An exact copy of the listing is required.

• Material for this task
§

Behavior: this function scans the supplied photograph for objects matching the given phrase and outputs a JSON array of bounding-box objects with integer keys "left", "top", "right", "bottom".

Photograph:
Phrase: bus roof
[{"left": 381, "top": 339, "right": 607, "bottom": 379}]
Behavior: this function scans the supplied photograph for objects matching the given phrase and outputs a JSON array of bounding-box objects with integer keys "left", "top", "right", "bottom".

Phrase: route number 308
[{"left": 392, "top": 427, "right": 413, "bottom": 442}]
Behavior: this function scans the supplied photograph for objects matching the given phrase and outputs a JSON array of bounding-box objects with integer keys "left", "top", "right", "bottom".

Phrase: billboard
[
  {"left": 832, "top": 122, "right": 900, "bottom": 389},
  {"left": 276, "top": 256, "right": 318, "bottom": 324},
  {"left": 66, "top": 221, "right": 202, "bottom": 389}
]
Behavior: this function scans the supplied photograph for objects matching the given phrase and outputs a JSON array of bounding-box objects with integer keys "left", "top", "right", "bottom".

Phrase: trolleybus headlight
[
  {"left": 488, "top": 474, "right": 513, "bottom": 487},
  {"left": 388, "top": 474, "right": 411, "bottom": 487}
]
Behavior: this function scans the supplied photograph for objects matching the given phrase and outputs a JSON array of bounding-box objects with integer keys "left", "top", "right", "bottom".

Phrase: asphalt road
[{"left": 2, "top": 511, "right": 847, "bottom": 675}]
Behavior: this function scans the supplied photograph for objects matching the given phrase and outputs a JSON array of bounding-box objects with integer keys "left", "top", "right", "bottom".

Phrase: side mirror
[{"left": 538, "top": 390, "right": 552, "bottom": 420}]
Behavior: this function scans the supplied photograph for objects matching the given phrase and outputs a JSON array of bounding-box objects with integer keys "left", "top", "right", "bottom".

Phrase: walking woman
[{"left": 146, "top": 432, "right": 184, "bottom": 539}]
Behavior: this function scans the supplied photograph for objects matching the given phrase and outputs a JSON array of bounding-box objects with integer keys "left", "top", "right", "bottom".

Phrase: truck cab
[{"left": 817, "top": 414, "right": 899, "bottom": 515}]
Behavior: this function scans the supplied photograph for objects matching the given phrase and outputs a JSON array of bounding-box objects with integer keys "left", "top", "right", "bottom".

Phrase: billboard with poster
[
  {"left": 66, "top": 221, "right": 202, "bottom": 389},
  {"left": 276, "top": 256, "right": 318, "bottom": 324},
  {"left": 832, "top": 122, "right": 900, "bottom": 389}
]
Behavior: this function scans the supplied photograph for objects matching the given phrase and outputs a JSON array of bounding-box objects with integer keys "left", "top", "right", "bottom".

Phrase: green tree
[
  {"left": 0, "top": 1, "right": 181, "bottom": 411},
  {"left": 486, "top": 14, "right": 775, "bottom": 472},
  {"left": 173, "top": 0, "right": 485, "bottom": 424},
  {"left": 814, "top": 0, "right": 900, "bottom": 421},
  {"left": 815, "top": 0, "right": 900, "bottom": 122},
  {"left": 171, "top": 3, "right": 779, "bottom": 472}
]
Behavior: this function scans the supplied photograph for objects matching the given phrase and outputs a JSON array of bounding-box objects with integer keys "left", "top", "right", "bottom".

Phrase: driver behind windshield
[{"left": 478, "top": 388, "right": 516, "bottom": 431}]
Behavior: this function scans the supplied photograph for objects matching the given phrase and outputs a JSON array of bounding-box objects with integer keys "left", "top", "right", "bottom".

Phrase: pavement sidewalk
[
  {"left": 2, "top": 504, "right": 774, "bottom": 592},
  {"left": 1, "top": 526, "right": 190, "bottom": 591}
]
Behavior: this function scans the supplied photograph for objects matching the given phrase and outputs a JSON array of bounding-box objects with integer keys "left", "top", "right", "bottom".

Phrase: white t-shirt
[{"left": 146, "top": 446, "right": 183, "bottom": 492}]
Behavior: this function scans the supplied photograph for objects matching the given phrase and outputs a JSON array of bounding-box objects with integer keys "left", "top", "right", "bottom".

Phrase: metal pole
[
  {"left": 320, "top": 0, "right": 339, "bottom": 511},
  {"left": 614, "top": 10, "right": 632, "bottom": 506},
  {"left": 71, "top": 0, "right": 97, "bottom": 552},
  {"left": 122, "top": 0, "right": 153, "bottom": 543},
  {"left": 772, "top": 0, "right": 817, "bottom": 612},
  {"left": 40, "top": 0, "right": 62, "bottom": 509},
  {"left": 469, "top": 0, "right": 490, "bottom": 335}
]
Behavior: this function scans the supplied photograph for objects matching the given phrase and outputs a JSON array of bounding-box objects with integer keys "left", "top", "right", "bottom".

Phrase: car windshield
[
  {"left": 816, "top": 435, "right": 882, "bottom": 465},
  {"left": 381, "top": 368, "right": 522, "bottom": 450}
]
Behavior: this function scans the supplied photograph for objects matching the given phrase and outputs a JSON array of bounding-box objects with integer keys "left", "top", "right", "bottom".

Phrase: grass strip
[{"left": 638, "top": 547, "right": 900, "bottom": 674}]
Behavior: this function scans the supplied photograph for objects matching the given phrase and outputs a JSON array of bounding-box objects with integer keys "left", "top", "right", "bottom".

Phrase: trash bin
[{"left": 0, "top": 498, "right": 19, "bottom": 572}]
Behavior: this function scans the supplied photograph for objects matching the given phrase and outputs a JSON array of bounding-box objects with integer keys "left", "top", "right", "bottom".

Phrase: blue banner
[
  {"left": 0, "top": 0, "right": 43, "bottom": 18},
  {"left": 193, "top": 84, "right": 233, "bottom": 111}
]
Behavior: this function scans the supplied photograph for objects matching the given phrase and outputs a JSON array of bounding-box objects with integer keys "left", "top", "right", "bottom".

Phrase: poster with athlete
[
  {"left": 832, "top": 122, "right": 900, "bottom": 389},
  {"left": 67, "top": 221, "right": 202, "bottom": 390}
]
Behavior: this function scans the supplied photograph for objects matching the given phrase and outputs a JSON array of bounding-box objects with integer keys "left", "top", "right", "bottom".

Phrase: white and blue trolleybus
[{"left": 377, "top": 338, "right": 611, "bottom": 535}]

§

• Answer to the problem
Behavior: this function scans the supplied photograph for objects matching the given phrase and outputs a JSON array of bounding-box objects with integer keys "left", "top", "right", "bottom".

Photograph:
Phrase: bus roof
[{"left": 381, "top": 339, "right": 607, "bottom": 379}]
Behavior: this function scans the supplied photograph for objects matching the given phrase and outputs a JSON array of bounding-box objects with integer keys "left", "top", "right", "bottom".

Phrase: route number 308
[{"left": 392, "top": 427, "right": 413, "bottom": 442}]
Behavior: this function scans the supplied photograph for objects matching the given phrase and outputs a JSON array of bounding-box objects with integer keys "left", "top", "right", "bottom".

Phrase: billboard
[
  {"left": 832, "top": 122, "right": 900, "bottom": 389},
  {"left": 276, "top": 256, "right": 318, "bottom": 324},
  {"left": 66, "top": 221, "right": 202, "bottom": 389}
]
Behavior: this function scans the supplied photograph for objects matching the given phrase and outputs a JSON array of bounding-box objects with integer keys "left", "top", "right", "bottom".

Phrase: trolleybus headlight
[
  {"left": 488, "top": 474, "right": 513, "bottom": 487},
  {"left": 388, "top": 474, "right": 411, "bottom": 487}
]
Behavior: this function scans the supplied photograph for objects matching the given phrase and outputs a JSON array of bounding-box objects with integer keys "left", "top", "right", "bottom".

Phrase: asphalt road
[{"left": 2, "top": 511, "right": 847, "bottom": 675}]
Behavior: this function scans the supplied photograph for objects matching the given phrase and outputs a JSON array of bounding-box objects with integer keys "left", "top", "right", "bottom".

Phrase: side mirror
[{"left": 538, "top": 390, "right": 552, "bottom": 420}]
Behavior: this function scans the supplied photograph for objects matching the given phrase and outputs a JSON array of bounding-box objects with integer keys "left", "top", "right", "bottom".

Phrase: walking woman
[{"left": 146, "top": 432, "right": 184, "bottom": 539}]
Behavior: this function scans the supplied photograph for objects matching the given phrase and outputs a JSON array of bounding-box objects with integer keys "left", "top", "right", "bottom".

Phrase: truck cab
[{"left": 817, "top": 414, "right": 899, "bottom": 515}]
Behavior: this function scans the supplied photograph for objects matching the given phrase and outputs a JSON array of bounding-box objects with integer keys "left", "top", "right", "bottom".

Phrase: billboard with poster
[
  {"left": 66, "top": 221, "right": 202, "bottom": 389},
  {"left": 276, "top": 256, "right": 318, "bottom": 324},
  {"left": 832, "top": 122, "right": 900, "bottom": 389}
]
Behavior: this function scans the supplied photograph for objects matching the given phrase and outputs a JSON array of bounding-box objects with integer keys "left", "top", "right", "bottom".

Phrase: green tree
[
  {"left": 0, "top": 1, "right": 181, "bottom": 411},
  {"left": 486, "top": 14, "right": 775, "bottom": 472},
  {"left": 173, "top": 0, "right": 485, "bottom": 424},
  {"left": 814, "top": 0, "right": 900, "bottom": 421},
  {"left": 815, "top": 0, "right": 900, "bottom": 122},
  {"left": 171, "top": 3, "right": 779, "bottom": 472}
]
Behavior: this function scans the supplied photograph for objects matching the given phrase and outputs a JSON array of bounding-box objects with integer keys "left", "top", "right", "bottom".

Phrase: driver behind windshield
[{"left": 478, "top": 388, "right": 516, "bottom": 431}]
Behavior: this function scans the supplied photograph for objects matching the given phrase and outputs a JSON array of bounding-box objects with integer keys "left", "top", "right", "bottom".

Phrase: pavement sidewalk
[
  {"left": 2, "top": 504, "right": 774, "bottom": 592},
  {"left": 1, "top": 526, "right": 190, "bottom": 591}
]
Behavior: this function scans the supplied photograph for objects matching the given phrase and outputs a JSON array of bounding-box objects with integer keys "left", "top", "right", "bottom".

Phrase: white t-shirt
[{"left": 146, "top": 446, "right": 183, "bottom": 492}]
Behavior: this function scans the supplied photograph for objects matching the given phrase and outputs a JSON array of bounding-box objects with integer keys "left", "top", "right", "bottom".

Phrase: metal pole
[
  {"left": 320, "top": 0, "right": 339, "bottom": 511},
  {"left": 614, "top": 10, "right": 632, "bottom": 506},
  {"left": 71, "top": 0, "right": 97, "bottom": 552},
  {"left": 122, "top": 0, "right": 153, "bottom": 543},
  {"left": 772, "top": 0, "right": 817, "bottom": 612},
  {"left": 40, "top": 0, "right": 62, "bottom": 509},
  {"left": 469, "top": 0, "right": 490, "bottom": 335}
]
Behavior: this function scans the supplied photograph for objects matching the given phrase and outputs a JSON array of bounding-box objects with integer keys "left", "top", "right", "bottom".

Phrase: car windshield
[
  {"left": 816, "top": 435, "right": 882, "bottom": 465},
  {"left": 381, "top": 368, "right": 522, "bottom": 450}
]
Behavior: this function scans the supplied photograph for objects matching the given phrase and outputs a JSON array of bounding-box objects with integer keys "left", "top", "right", "bottom".

Phrase: grass strip
[{"left": 638, "top": 547, "right": 900, "bottom": 674}]
Behavior: this function scans the supplied photograph for objects matching the given phrase and outputs a JSON array of bounding-box objects with integer keys "left", "top", "right", "bottom".

Phrase: trash bin
[{"left": 0, "top": 498, "right": 19, "bottom": 572}]
Behavior: this function scans the supplied photograph for objects matching the given phrase and outputs a JSON array of bounding-box objects with integer keys "left", "top", "right", "bottom".

Phrase: blue banner
[
  {"left": 0, "top": 0, "right": 43, "bottom": 18},
  {"left": 193, "top": 84, "right": 233, "bottom": 111}
]
Behavior: this function scans the supplied photograph for objects matching the given phrase and outputs a JSON array of bounding-box objects with integer keys "left", "top", "right", "bottom".

Phrase: poster with athlete
[
  {"left": 832, "top": 122, "right": 900, "bottom": 389},
  {"left": 67, "top": 221, "right": 202, "bottom": 390}
]
Behavior: this function scans the supplied photograph for objects matching the given phrase and outputs a JSON array of bounding-box objects with integer keys "left", "top", "right", "bottom".

Phrase: white and blue trolleybus
[{"left": 377, "top": 338, "right": 611, "bottom": 535}]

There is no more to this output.